[Raw records]

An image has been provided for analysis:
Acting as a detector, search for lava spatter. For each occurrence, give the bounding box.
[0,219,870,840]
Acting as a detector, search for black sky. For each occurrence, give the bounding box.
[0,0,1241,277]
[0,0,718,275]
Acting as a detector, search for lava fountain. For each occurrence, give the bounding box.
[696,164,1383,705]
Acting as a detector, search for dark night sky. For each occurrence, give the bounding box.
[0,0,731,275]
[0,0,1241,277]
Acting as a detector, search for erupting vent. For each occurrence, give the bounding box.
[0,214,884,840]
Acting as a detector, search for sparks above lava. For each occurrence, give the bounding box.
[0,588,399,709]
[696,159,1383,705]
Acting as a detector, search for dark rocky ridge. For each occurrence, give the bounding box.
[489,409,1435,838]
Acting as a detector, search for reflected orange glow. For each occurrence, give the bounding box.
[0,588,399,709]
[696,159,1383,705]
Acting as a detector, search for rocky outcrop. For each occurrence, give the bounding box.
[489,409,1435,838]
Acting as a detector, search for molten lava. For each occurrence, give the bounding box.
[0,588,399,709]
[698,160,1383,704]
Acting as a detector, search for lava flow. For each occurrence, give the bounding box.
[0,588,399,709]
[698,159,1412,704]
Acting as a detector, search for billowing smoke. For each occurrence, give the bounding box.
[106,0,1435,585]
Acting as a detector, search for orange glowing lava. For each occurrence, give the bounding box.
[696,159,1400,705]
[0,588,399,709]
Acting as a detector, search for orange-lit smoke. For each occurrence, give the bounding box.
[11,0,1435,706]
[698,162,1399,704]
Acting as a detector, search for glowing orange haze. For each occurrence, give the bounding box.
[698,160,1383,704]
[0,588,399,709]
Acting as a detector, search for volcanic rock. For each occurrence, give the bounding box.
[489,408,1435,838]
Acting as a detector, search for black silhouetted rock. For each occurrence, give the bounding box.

WHAT YOU WILL DO
Rewrite the records from the line containing "Acting as a detector, search for volcanic" through the end of the records, inclusive, keeping the requests unchanged and scaling every bounding-box coordinate in the answers by 1.2, rounded to whole numbers with halves rounded up. Return only those lines.

EXERCISE OUTPUT
Acting as a detector, search for volcanic rock. For each occurrence, give the bounding box.
[587,490,1722,1006]
Acting as a detector, search for black silhouetted rock. For each occurrence, give the bounding box.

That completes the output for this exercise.